- PROBLEMS TO WORK ON:
- a) Copy the passage about Makor Rishon word for word, beginning at the words "This would lead" and stopping after "an existing one.".
- b) Answer these questions from the passage about Makor Rishon below:
(i) On which platform did the writers post status updates supporting the newspaper?
(ii) How does the passage describe Makor Rishon?
(iii) According to the pragmatic consideration, what costs several times more than saving an existing newspaper?

PAGE EXCERPT below:

One should remember that the right to freedom of expression exists in order to conduct real and open public discourse. This type of discourse exists when speakers attempt, at least, to present the facts as they are. So, first of all, here are the facts: We supported the survival of Makor Rishon via interviews in the press and radio, by signing petitions, and also in status posts on Facebook – the medium Pollak refuses to recognize as a media tool.

We did this based on our belief that the existence of Makor Rishon, as an elite right-wing newspaper with a loyal readership, has intrinsic value in the Israeli marketplace of ideas. We supported it based on our belief that shutting down a newspaper (or, for that matter, a television channel) is a real and tangible blow to the market of ideas and opinions. Fewer investigative reports and less space for op-eds increases the threat posed by political entities to the remaining independent voices in the media.

This would lead to more pressure from tycoons to hide, dodge, or apologize for reports that affect their interests. We also supported Makor Rishon based on the pragmatic consideration that to start a new newspaper costs several times more than to save an existing one.

End of PAGE EXCERPT.
LISTED RECORDS below:

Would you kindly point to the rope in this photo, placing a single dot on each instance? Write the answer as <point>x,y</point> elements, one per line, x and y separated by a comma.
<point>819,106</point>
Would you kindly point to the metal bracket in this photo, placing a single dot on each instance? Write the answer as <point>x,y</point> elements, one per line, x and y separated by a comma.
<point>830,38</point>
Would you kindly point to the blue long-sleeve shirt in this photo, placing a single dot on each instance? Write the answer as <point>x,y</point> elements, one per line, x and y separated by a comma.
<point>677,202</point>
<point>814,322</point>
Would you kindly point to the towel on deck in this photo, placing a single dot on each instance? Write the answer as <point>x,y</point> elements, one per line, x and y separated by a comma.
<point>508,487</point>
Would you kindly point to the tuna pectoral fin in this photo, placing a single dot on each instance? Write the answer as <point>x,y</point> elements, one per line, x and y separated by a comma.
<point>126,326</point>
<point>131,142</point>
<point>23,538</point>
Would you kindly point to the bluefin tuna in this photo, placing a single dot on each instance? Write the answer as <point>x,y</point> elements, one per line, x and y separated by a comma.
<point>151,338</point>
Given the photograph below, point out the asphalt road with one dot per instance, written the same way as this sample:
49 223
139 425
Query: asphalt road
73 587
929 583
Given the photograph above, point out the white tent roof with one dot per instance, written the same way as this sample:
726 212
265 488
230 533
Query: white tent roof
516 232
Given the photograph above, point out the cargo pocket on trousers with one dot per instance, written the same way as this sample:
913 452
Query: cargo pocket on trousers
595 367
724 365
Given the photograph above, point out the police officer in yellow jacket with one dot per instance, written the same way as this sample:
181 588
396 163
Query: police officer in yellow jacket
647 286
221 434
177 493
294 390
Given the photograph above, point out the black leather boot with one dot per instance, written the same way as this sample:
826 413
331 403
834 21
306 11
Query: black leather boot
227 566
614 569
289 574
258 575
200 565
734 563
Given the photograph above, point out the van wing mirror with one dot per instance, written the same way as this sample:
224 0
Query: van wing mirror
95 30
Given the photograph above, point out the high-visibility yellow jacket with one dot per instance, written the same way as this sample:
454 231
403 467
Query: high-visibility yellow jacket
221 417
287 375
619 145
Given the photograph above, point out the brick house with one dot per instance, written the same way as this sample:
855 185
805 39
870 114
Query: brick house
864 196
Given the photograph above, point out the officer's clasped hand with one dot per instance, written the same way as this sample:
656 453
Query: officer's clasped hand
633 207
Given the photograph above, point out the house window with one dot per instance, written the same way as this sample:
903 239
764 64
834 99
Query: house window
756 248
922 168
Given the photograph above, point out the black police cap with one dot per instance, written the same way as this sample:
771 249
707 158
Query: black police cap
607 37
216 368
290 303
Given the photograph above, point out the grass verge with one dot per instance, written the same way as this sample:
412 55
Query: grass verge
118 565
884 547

End of LISTED RECORDS.

- ANSWERS TO EACH TASK:
- a)
This would lead to more pressure from tycoons to hide, dodge, or apologize for reports that affect their interests. We also supported Makor Rishon based on the pragmatic consideration that to start a new newspaper costs several times more than to save an existing one.

- b)
(i) Facebook
(ii) As an elite right-wing newspaper with a loyal readership
(iii) Starting a new newspaper